**Goal**: Every line of the data must be copied exactly.

Location labeling records:
** BEGIN **

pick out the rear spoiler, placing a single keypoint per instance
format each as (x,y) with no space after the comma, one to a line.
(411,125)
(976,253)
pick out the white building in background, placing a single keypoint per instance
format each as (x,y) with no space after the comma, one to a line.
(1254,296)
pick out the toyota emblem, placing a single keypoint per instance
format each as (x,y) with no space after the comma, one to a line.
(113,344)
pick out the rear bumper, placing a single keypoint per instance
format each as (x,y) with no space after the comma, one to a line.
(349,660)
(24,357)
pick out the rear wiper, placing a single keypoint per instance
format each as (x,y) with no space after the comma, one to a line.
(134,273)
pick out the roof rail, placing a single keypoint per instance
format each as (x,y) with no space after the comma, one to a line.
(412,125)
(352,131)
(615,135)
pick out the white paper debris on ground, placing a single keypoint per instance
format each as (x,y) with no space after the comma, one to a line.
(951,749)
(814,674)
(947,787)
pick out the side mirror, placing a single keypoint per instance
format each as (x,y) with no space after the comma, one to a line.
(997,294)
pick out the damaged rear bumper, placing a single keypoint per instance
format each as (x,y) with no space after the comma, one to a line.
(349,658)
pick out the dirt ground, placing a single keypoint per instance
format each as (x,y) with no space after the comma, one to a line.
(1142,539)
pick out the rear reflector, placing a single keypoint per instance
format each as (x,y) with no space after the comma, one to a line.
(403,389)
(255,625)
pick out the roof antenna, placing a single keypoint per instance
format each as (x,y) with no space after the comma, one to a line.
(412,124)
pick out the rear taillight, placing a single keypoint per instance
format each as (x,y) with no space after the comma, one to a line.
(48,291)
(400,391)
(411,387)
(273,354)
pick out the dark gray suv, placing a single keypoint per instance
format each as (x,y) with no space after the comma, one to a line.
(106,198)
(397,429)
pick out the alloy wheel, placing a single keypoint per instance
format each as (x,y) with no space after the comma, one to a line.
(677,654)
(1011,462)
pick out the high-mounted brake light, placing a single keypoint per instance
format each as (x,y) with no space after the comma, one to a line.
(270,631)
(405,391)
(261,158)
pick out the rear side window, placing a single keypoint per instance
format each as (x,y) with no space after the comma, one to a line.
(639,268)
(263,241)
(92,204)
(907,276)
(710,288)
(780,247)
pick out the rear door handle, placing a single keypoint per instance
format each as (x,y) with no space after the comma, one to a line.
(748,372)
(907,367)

** END **

**Finished answer**:
pick out the rear spoiler, placing a single keypoint per instance
format each as (x,y) with no space after the comma, one to a line.
(411,125)
(976,253)
pick out the white building in background, placing a single keypoint per instance
format each as (x,y) with no space after the comma, one to a line.
(1254,296)
pick out the toyota emblem, placing a single keypoint per instance
format each as (x,y) with no space after the comma, one to a line.
(113,344)
pick out the rear bumper, placing a single keypoint per instance
format each as (x,y) with no space after the comma, one to a line.
(349,660)
(24,357)
pick out the rear wiper, placing a single keypoint per instance
format each as (x,y) with no space after the comma, one to a line.
(134,273)
pick out the roof rail, placing a single keypoint per instance
format each as (x,y) with no space after the comma, one to a line.
(412,125)
(352,131)
(615,135)
pick out the white paper debris on ground, placing a single keypoint per instance
format each as (x,y) with no space after the comma, one to a line.
(951,749)
(814,674)
(947,787)
pick out the side mirror, placing a single keypoint per instance
format each as (x,y) with no space after the comma, one to a line.
(997,294)
pick out the damaged rear bumper, placing a single keypoint per instance
format each as (x,y) with no space after the comma, one to a line.
(349,658)
pick out the dirt ground, placing a single keypoint per instance
format each as (x,y) with no space after the comma, one to a line.
(1142,539)
pick out the rear reflector, placing a single keypoint per instance
format each as (x,y) with no space after the comma, one to a line.
(403,389)
(255,625)
pick out the roof antenna, placing a single keypoint per instance
format each as (x,y) with no space after the comma, one to a line.
(412,124)
pick out the rear taillight, placing a single keypoint per instance
format each as (x,y) with no space after the comma, one to a line.
(48,291)
(400,391)
(411,387)
(273,354)
pick out the dark gray suv, placing a single keypoint per instance
format each as (x,y) with no space after the comma, one to a line.
(106,198)
(397,429)
pick out the alloy wheel, placing a single keypoint per instance
format each as (x,y) with no space after the comma, one to a line.
(677,654)
(1011,462)
pick out the high-mounted brake light, placing a single keypoint per instance
format each as (x,y) with no space after the comma, one to a line.
(270,631)
(405,391)
(261,158)
pick out the rear side window, placing a single keypoint per instance
format each as (x,y) with no space after the comma, one to a line.
(639,268)
(263,241)
(92,204)
(907,276)
(710,288)
(780,247)
pick out the rear door handle, placing a single keypoint per instance
format each as (x,y) with no space after the comma, one to a line.
(748,372)
(907,367)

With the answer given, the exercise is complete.